*Aim of the exercise:*
The output should be all lines of the entries below in which the word "wheel" occurs.

[Items from a dataset]
....................
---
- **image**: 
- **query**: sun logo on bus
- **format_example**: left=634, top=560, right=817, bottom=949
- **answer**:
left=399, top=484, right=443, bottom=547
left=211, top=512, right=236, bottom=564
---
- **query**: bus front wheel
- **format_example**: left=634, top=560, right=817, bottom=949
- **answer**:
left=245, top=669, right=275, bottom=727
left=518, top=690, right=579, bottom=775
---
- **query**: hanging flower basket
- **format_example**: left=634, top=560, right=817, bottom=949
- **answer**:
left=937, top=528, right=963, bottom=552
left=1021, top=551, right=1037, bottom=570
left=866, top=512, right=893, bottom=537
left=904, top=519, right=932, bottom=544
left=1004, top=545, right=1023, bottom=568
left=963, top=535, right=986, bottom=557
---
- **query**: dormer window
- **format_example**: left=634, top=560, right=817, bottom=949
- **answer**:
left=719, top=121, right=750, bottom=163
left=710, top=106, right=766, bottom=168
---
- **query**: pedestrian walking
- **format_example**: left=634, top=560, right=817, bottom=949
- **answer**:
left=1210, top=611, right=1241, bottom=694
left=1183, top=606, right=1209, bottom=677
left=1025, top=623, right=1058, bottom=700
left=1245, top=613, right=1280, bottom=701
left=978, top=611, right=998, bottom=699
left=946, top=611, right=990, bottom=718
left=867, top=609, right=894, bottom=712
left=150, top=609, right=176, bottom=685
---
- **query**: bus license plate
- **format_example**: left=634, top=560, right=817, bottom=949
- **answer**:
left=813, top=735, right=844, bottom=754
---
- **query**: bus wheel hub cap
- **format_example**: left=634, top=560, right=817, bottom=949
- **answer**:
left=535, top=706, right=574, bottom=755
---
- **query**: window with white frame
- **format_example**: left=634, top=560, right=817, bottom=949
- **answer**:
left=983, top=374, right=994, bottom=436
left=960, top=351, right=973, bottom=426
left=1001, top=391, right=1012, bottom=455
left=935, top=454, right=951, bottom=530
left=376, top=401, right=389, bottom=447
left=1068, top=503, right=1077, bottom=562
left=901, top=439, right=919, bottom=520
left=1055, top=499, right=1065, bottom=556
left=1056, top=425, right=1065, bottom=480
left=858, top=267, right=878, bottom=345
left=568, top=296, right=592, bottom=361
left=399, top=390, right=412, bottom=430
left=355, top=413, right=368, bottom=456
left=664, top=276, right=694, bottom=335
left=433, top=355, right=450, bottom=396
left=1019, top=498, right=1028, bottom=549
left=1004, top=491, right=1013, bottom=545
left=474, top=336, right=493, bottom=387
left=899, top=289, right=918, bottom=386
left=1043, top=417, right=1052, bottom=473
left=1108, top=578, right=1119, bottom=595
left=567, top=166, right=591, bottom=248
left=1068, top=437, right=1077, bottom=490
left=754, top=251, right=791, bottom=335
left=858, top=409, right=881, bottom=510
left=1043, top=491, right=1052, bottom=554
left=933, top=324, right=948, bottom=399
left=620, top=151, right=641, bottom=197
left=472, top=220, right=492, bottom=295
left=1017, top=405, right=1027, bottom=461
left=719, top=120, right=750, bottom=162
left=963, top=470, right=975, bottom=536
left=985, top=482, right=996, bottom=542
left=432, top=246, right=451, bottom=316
....................
*Exercise result:*
- **query**: bus front wheel
- **query**: bus wheel hub cap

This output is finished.